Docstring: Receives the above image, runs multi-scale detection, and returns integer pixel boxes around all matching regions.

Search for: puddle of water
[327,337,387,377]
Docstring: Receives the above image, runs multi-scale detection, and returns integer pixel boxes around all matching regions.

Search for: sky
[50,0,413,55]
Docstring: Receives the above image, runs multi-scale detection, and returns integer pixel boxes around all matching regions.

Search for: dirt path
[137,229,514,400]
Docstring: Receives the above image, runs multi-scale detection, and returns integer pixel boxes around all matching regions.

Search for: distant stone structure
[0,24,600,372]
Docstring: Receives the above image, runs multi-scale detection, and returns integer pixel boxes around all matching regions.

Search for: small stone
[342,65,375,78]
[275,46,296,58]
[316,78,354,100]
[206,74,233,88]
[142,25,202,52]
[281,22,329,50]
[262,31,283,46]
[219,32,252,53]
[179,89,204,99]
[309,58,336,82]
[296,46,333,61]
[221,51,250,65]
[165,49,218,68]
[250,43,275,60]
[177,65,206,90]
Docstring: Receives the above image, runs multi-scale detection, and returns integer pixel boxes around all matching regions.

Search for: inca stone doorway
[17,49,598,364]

======

Rewrite this whole listing, requests included, but multiply every box coordinate in the answers by 0.55 and round each to a whole number, with halves rounded up.

Docstring: Receives the above image, runs multi-scale detection, and returns integer pixel boxes around all matching regions.

Search for: puddle of water
[180,185,213,207]
Docstring: Receives the above image, runs multi-scale detection, and returns integer pixel boxes around all matching regions.

Search for: sky
[28,0,227,30]
Docstring: Receives the above image, runs multi-scale detection, and returns integer pixel boxes around all matching regions.

Search for: dirt path
[75,126,283,220]
Docstring: Receives the above image, runs multi-scale detection, and returns integer pixel boxes around all matching regions.

Search for: distant stone structure
[0,13,330,205]
Docstring: Receives the above image, runs multi-scale detection, and returns integer pixel boxes around all matching regions.

Search for: small stone
[188,36,206,43]
[151,25,163,32]
[174,43,195,55]
[113,41,128,48]
[78,14,111,29]
[155,12,181,28]
[144,17,156,25]
[120,18,139,29]
[98,49,112,54]
[170,32,185,45]
[163,25,183,34]
[122,28,138,36]
[91,27,120,37]
[138,24,151,33]
[97,36,113,50]
Docstring: Receives the above image, runs multi-scale detection, and returns integer pixel boxes around all matching regions.

Search for: inca stone doorway
[9,27,329,200]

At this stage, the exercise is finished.